Dataset excerpts:

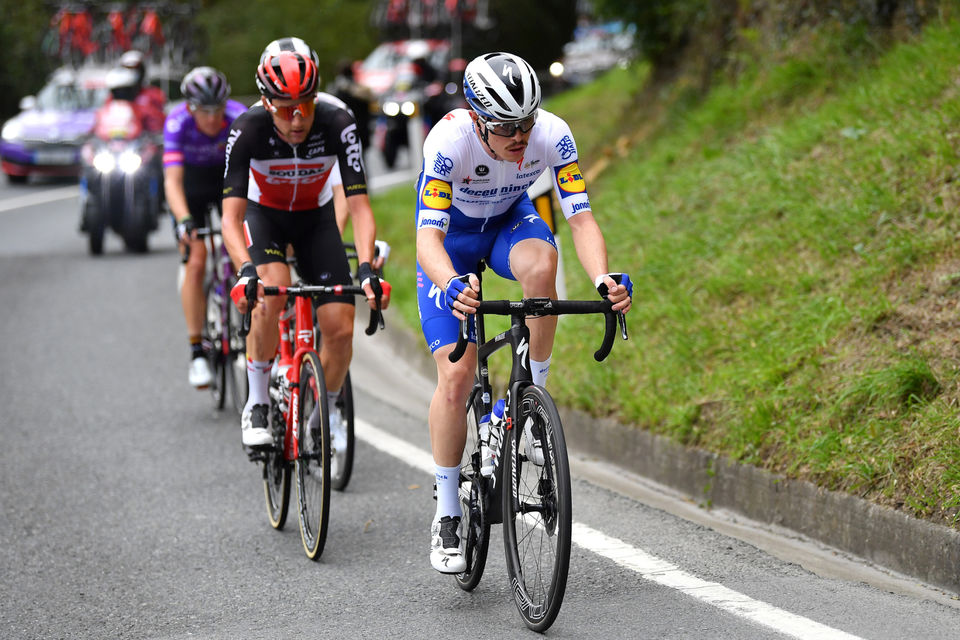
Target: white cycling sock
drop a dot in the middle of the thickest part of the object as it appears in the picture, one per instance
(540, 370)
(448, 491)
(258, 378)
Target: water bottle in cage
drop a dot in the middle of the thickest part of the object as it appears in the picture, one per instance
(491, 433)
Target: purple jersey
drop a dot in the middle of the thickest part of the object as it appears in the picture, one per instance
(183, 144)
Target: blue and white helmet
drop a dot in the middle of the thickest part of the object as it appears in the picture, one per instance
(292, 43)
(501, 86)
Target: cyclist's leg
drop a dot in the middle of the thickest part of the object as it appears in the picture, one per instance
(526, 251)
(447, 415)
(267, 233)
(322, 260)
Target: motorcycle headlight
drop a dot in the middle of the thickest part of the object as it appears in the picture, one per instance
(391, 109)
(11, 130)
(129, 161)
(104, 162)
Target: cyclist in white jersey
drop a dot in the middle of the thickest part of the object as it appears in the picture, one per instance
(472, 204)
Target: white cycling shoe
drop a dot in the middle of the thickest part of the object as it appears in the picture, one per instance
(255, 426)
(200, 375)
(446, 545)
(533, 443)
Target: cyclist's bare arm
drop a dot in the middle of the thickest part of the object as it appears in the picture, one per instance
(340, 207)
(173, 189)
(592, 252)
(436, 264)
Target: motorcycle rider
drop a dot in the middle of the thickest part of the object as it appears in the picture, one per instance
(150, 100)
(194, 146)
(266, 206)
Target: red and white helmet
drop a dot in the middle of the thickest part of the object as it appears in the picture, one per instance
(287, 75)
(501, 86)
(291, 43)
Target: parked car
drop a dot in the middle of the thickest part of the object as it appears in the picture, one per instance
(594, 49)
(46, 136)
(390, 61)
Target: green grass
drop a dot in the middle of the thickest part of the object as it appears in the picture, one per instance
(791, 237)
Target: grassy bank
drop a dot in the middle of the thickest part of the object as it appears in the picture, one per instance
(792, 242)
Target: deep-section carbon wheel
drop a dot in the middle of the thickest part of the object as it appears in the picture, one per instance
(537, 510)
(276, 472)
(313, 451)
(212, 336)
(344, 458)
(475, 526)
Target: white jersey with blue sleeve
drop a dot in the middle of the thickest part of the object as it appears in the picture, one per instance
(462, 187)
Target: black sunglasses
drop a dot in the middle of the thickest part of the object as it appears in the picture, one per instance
==
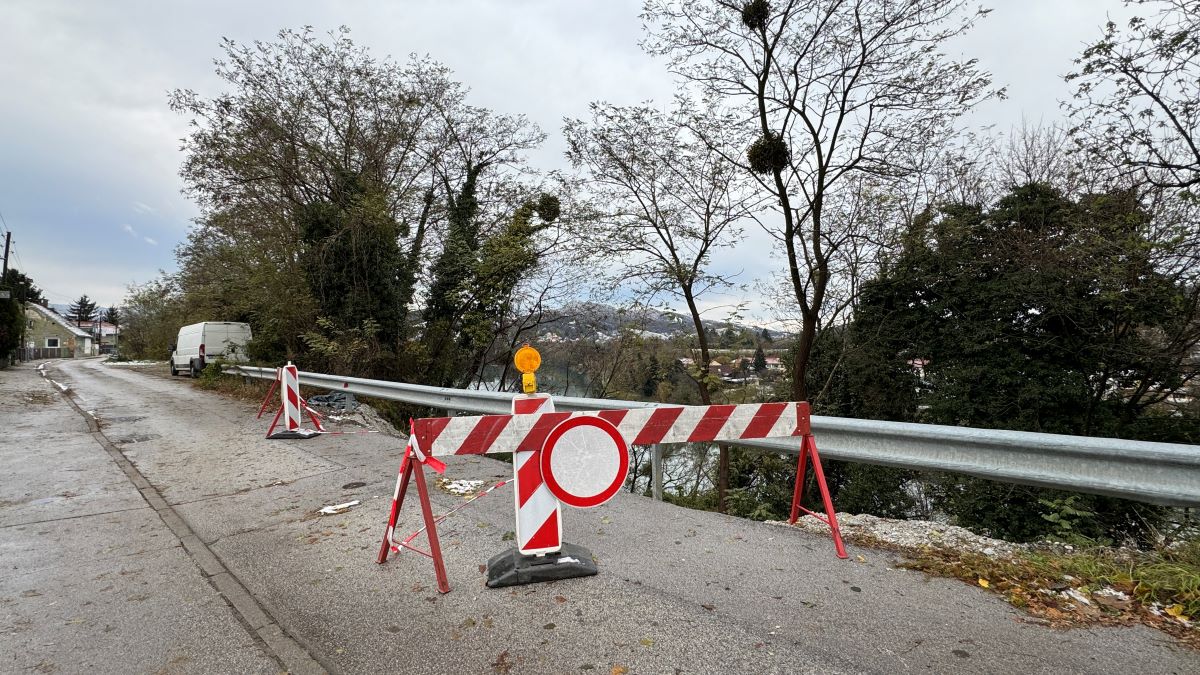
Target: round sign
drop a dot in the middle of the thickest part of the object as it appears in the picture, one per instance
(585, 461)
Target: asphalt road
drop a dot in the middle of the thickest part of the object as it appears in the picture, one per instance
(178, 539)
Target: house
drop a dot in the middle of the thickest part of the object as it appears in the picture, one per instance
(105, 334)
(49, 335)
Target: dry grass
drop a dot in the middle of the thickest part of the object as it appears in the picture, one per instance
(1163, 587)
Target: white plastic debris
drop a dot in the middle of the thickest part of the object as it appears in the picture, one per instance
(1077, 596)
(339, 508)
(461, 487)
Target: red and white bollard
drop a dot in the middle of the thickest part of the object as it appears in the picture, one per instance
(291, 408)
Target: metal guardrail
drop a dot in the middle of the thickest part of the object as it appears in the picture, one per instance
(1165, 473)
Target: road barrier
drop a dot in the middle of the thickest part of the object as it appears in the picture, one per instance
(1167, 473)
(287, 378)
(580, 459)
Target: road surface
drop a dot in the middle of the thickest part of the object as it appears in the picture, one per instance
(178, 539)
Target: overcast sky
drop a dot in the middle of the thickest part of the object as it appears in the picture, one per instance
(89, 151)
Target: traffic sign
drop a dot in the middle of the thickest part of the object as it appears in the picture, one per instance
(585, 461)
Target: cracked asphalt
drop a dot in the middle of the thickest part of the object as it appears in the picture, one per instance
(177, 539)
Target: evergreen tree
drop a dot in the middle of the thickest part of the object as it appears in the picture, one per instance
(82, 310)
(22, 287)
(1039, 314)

What is expected: Can you repeat the stretch of records from the line containing "Target: road barrier" through the line containing "(1039, 314)", changing "Target" to "Label" everywhere in it and leaving everything else unchanged?

Correct output:
Label: road barrier
drop a dot in the middle of the thickest part of the object as it appears in the picture, one per instance
(1167, 473)
(287, 378)
(580, 459)
Label: road surface
drop a dot in the middle of the thickest part of the object as it appears in the picture, one per instance
(178, 539)
Label: overcast sky
drop a dot in the middle of the thickest part of the object as it appears in the picture, one per instance
(89, 151)
Label: traffic sign
drop a dot in the middle of the thickest part of the object as it appears in the picture, one per instance
(585, 461)
Label: cracked asphalt
drop a dot in the middle of the thickest part of the object as it appears in the picture, one per instance
(177, 539)
Label: evergreen tree
drop a dot in the middle of the thickest part of the object as it appears in the picture, one per instance
(82, 310)
(22, 287)
(1039, 314)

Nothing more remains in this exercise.